--- Problem description ---
Where "wiper" appears in a line of the entries below, that line should be copied.

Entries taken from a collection
= = = = = = =

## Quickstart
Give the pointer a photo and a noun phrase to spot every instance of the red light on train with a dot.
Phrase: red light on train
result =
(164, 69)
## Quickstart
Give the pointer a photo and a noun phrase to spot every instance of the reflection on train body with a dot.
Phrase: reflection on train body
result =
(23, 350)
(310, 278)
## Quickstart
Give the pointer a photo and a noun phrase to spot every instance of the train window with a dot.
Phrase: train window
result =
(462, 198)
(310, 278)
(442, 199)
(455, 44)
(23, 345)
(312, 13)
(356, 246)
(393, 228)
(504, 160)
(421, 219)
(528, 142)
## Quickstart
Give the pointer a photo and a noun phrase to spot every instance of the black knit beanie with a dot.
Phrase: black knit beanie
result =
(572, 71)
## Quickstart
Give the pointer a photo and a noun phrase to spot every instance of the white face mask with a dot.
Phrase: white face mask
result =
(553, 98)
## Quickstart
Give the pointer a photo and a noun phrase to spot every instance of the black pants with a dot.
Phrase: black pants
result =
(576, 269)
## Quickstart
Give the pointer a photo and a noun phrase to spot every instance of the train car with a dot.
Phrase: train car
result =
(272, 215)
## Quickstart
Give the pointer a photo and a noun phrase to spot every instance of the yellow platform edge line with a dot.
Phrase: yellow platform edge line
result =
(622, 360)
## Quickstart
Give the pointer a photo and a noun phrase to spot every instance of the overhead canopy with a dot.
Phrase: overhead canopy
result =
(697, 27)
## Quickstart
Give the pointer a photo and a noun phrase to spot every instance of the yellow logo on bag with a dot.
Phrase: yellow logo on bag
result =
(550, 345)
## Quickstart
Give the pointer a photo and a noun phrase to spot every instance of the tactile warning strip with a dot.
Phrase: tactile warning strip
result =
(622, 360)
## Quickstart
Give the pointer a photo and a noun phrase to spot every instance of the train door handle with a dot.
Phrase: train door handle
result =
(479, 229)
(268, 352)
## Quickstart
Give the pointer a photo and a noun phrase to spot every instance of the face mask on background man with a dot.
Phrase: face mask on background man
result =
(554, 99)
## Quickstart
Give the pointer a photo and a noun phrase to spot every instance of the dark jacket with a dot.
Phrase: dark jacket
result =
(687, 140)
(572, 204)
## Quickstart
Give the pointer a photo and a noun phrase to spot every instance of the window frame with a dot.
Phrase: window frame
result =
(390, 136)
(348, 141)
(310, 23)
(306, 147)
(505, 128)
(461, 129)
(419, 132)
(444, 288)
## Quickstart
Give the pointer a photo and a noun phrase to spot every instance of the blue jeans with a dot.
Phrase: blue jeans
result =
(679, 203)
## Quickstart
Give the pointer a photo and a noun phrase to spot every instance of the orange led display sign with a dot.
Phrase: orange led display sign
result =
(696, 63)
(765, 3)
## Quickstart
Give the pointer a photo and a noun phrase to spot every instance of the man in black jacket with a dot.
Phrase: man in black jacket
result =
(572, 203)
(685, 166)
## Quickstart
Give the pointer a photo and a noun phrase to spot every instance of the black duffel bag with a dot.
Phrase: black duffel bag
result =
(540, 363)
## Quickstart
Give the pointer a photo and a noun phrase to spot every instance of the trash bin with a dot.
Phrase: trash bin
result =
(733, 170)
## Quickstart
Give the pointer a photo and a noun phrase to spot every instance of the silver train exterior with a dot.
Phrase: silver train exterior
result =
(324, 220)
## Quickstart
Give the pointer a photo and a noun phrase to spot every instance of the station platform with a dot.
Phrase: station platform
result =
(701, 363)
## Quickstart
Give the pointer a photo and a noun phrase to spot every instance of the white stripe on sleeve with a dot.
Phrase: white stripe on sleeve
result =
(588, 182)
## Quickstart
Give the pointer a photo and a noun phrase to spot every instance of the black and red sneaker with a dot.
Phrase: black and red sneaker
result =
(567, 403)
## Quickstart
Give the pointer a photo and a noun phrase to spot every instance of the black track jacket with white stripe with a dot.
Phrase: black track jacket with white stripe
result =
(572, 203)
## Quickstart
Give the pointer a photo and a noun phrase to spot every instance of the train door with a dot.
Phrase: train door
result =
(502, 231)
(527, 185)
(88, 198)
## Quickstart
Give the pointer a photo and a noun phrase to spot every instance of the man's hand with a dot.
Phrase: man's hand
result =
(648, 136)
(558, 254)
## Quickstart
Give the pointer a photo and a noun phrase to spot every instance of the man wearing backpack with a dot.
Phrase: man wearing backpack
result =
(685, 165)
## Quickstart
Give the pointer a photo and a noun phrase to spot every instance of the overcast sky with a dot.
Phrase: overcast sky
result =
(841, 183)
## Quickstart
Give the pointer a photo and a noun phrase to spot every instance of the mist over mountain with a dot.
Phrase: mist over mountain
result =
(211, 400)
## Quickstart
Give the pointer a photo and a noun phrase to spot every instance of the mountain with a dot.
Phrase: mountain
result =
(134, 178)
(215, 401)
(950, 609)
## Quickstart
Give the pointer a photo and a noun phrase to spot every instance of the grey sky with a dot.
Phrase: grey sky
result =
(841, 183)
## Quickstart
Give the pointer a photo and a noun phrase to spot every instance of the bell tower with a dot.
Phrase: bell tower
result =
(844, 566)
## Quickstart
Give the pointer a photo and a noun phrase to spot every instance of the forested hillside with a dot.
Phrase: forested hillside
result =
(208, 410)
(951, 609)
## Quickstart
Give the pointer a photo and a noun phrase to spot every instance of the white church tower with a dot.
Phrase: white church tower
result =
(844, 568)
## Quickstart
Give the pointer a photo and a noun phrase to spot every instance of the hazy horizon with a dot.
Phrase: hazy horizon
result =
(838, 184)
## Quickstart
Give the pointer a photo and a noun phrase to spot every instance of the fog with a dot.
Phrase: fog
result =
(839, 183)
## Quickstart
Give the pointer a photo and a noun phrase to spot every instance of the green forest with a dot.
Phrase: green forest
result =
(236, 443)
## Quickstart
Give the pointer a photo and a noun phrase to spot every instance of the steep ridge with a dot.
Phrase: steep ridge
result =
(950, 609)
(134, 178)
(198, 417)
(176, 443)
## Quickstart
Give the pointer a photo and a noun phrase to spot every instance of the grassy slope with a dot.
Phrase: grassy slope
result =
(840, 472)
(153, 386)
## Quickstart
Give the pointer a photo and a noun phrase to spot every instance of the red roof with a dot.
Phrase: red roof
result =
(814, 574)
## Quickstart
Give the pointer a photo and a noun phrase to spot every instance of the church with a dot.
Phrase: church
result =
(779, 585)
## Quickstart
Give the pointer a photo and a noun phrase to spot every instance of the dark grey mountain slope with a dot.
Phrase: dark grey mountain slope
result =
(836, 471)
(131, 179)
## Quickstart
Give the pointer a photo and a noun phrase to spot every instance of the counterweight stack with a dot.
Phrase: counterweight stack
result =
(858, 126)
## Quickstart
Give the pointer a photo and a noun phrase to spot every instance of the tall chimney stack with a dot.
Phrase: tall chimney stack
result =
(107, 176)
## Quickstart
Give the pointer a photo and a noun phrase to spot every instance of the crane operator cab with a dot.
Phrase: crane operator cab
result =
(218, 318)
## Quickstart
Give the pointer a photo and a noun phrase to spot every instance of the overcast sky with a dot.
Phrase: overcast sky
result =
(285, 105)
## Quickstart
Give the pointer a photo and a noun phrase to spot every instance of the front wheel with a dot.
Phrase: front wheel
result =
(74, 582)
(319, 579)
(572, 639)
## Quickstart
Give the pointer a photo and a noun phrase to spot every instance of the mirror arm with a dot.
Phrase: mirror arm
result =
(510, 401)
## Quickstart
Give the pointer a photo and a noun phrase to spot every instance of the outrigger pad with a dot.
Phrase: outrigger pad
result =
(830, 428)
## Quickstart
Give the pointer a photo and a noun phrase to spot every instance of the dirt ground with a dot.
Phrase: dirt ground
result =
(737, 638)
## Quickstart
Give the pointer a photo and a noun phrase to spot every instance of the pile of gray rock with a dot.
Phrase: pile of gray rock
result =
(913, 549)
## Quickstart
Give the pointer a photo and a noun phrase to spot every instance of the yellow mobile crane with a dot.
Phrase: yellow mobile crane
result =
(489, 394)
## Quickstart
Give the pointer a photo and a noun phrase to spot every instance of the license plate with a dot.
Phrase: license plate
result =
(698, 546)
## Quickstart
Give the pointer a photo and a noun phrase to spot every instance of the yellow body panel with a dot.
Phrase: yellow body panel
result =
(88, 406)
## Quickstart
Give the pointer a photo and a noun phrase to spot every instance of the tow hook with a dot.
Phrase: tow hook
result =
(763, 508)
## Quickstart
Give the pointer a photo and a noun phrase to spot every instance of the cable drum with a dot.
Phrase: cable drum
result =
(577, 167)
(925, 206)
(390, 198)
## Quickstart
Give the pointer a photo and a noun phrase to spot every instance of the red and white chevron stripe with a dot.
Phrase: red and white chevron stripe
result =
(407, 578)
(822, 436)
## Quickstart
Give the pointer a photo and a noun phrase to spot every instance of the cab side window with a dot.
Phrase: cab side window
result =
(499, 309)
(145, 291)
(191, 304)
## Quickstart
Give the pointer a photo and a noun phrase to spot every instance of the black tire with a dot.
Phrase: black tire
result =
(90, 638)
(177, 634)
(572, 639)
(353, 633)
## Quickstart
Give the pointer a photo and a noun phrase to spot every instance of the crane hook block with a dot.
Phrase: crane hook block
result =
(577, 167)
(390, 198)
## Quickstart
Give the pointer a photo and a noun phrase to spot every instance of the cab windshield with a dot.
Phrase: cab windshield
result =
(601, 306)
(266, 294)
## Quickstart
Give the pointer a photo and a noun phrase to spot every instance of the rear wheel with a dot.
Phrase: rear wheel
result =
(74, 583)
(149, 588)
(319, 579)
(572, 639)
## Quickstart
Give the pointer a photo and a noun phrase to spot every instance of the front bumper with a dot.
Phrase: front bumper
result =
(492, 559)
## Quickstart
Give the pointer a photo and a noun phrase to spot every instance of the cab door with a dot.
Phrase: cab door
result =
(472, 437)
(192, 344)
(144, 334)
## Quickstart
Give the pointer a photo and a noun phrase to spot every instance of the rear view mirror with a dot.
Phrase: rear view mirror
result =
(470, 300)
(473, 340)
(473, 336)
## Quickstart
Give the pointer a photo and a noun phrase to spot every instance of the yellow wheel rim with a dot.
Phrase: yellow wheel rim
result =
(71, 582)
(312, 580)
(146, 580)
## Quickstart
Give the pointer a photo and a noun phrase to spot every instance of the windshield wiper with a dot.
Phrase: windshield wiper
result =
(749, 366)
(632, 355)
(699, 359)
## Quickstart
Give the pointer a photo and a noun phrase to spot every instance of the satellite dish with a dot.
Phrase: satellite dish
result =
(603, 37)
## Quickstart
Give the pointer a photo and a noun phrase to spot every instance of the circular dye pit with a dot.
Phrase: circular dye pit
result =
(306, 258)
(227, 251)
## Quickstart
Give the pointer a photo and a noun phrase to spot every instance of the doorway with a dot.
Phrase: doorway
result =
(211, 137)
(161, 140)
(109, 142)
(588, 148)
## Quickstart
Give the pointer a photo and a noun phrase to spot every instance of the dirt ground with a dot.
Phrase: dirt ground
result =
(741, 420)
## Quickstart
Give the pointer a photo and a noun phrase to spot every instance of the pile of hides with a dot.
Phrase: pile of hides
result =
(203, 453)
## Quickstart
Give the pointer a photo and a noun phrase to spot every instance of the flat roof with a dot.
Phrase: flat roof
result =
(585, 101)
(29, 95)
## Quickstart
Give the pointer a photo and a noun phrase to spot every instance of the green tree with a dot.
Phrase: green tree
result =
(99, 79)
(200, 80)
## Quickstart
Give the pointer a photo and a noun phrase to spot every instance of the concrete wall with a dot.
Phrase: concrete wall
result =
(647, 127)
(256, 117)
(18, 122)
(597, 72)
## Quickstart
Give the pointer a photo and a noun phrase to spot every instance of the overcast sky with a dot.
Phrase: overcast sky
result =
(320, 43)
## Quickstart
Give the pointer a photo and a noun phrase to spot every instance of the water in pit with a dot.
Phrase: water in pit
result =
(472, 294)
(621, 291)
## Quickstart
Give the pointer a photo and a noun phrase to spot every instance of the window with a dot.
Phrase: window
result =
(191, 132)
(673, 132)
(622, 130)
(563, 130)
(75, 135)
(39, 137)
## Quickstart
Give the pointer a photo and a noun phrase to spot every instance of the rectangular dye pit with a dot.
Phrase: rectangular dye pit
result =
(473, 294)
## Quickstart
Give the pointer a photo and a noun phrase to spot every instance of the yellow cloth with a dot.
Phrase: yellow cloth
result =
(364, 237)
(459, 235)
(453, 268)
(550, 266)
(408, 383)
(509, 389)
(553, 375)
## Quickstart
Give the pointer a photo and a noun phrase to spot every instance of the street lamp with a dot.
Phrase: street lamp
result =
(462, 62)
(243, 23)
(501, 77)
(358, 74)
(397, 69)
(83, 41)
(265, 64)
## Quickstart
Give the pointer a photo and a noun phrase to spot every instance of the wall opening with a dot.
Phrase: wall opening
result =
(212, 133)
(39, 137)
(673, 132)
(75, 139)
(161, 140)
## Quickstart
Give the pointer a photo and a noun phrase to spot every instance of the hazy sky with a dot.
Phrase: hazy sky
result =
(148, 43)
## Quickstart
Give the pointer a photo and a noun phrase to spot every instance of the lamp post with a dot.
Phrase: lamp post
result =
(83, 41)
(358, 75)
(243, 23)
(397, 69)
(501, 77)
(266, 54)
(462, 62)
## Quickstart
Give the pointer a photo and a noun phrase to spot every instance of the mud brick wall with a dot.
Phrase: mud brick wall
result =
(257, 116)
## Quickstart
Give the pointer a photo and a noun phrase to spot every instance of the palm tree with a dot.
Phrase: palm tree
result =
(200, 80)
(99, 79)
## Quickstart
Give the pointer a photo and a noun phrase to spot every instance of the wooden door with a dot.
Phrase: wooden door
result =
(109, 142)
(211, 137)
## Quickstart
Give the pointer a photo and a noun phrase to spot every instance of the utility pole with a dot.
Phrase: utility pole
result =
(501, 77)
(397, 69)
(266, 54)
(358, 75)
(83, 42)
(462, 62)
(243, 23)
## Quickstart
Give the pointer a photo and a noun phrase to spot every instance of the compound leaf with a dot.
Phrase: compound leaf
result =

= = = = = = =

--- Your response ---
Give the pointer a photo and a noun phrase to spot every instance of the windshield wiper with a dot.
Phrase: windshield wiper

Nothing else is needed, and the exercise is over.